- WHAT TO DO -
Please give the material as a Markdown table with the columns Row and Line, one numbered row per line and blank lines left out. Begin at the start of the material and stop after the line that contains "xmin=524 ymin=313 xmax=641 ymax=421".

## START

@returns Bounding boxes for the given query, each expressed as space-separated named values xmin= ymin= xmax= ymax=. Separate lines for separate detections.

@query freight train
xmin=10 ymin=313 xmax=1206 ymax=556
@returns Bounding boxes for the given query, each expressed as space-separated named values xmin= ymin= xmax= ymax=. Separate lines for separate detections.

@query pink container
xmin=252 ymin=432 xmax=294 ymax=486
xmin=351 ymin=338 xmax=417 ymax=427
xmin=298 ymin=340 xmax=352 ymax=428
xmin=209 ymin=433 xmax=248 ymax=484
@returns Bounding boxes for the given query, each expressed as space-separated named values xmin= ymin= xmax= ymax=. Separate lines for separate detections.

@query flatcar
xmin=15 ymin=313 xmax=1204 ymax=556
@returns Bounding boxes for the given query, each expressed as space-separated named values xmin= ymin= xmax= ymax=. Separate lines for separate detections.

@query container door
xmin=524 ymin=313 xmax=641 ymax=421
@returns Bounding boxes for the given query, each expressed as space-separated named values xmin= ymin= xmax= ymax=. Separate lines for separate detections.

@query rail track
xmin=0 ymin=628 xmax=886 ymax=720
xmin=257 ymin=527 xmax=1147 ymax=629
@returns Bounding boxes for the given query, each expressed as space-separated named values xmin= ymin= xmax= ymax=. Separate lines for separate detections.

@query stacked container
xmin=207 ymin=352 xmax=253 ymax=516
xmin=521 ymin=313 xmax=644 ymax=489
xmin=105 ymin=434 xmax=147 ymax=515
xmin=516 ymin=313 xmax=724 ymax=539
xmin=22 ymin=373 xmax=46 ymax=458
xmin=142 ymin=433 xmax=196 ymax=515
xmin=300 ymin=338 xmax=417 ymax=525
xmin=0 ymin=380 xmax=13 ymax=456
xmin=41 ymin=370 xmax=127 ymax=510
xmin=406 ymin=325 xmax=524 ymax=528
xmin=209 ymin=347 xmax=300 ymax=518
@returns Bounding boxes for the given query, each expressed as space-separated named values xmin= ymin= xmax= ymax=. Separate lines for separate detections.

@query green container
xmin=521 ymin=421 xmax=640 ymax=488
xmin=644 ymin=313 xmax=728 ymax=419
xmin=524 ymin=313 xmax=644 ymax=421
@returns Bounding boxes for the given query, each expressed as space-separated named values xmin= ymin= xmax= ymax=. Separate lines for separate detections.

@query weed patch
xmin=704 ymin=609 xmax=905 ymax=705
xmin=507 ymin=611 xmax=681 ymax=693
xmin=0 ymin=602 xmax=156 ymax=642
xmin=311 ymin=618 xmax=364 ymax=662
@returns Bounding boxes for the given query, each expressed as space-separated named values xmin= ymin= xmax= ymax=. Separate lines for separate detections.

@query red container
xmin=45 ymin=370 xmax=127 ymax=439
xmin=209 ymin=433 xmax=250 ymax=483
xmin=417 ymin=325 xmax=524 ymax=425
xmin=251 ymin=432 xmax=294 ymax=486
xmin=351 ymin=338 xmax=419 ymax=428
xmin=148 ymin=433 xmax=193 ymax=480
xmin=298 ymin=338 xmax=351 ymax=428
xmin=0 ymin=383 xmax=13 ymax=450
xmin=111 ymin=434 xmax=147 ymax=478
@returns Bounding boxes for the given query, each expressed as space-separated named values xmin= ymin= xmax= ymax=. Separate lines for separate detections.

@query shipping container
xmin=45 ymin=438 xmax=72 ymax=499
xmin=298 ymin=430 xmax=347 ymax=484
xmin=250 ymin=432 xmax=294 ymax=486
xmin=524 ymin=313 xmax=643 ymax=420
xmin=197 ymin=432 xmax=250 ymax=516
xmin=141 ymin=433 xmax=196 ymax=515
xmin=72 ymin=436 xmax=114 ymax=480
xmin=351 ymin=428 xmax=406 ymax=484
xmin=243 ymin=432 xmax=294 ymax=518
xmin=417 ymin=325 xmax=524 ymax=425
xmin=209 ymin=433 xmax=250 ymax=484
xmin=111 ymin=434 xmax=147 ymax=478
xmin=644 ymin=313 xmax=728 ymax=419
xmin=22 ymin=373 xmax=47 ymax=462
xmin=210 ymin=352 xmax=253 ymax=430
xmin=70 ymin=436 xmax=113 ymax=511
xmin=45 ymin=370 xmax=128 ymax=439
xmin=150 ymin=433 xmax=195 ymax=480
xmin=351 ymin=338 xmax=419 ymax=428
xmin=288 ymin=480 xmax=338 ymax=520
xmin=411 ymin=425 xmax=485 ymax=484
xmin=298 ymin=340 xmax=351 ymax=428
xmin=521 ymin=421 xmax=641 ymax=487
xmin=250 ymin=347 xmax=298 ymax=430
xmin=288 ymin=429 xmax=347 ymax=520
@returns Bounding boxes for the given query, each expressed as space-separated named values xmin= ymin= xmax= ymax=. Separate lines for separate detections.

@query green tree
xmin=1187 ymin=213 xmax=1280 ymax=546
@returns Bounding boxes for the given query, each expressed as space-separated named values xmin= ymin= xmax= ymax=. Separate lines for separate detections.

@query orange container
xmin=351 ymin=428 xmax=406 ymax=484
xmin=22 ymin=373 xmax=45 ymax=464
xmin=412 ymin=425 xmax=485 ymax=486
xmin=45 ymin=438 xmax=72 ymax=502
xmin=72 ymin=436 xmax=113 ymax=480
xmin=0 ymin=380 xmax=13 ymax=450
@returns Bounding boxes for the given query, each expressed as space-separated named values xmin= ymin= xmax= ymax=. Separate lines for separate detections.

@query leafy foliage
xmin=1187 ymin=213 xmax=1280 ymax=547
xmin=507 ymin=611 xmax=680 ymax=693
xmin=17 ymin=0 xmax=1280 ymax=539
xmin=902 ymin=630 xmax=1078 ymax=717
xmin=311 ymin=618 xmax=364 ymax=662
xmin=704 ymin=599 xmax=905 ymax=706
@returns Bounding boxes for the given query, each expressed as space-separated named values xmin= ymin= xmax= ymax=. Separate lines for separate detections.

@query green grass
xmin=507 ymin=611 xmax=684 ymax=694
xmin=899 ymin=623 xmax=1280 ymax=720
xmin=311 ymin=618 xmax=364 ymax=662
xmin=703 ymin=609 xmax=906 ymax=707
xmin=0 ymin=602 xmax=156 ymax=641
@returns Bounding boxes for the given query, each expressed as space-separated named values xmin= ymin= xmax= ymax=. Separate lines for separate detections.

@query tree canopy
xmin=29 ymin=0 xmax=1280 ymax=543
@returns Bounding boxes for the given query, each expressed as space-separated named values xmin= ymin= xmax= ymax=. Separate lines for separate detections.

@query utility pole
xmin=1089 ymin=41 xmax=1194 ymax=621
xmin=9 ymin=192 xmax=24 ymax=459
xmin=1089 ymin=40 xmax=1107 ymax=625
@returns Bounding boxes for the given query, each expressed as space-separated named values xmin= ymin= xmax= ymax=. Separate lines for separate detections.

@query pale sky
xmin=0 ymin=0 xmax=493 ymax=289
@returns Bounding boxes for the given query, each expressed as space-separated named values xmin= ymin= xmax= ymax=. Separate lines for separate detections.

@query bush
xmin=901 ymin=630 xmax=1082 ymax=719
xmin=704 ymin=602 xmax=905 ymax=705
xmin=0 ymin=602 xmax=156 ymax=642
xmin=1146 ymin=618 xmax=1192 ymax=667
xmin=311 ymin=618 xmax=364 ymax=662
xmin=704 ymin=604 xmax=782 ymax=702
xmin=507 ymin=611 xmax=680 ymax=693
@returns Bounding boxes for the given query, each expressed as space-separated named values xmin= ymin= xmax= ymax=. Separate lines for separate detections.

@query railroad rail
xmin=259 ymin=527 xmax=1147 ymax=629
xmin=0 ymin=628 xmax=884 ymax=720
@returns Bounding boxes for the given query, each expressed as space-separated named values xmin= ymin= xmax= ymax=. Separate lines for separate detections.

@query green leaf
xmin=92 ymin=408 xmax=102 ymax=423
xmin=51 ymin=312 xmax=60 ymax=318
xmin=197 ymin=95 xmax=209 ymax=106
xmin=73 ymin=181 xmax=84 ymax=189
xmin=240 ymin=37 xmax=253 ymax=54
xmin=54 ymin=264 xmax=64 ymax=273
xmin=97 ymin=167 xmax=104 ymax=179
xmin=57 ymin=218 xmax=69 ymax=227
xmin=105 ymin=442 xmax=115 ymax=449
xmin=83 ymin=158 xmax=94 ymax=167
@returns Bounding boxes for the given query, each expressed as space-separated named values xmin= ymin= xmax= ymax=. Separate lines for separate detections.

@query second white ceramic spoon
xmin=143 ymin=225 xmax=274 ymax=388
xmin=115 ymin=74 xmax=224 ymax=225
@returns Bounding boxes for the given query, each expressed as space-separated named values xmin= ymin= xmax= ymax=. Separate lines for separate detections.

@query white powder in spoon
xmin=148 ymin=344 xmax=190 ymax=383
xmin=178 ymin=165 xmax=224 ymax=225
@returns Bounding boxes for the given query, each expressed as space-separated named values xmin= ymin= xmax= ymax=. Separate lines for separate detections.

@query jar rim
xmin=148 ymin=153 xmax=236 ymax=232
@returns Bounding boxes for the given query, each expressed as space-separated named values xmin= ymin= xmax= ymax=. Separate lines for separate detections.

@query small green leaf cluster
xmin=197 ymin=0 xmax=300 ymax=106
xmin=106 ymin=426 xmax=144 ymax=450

## END

- FINAL RESULT -
| Row | Line |
|---|---|
| 1 | @returns Bounding boxes for the given query, each expressed as space-separated named values xmin= ymin= xmax= ymax=. Separate lines for separate detections. |
| 2 | @query freight train |
| 3 | xmin=10 ymin=313 xmax=1206 ymax=556 |
| 4 | @returns Bounding boxes for the given query, each expressed as space-separated named values xmin= ymin= xmax= ymax=. Separate lines for separate detections. |
| 5 | @query pink container |
| 6 | xmin=252 ymin=432 xmax=294 ymax=486 |
| 7 | xmin=351 ymin=338 xmax=417 ymax=427 |
| 8 | xmin=298 ymin=340 xmax=352 ymax=428 |
| 9 | xmin=209 ymin=433 xmax=248 ymax=484 |
| 10 | @returns Bounding boxes for the given query, each expressed as space-separated named values xmin= ymin= xmax= ymax=. Separate lines for separate detections. |
| 11 | @query flatcar |
| 12 | xmin=15 ymin=313 xmax=1204 ymax=556 |
| 13 | @returns Bounding boxes for the given query, each expressed as space-separated named values xmin= ymin= xmax= ymax=. Separate lines for separate detections. |
| 14 | @query container door |
| 15 | xmin=524 ymin=313 xmax=641 ymax=421 |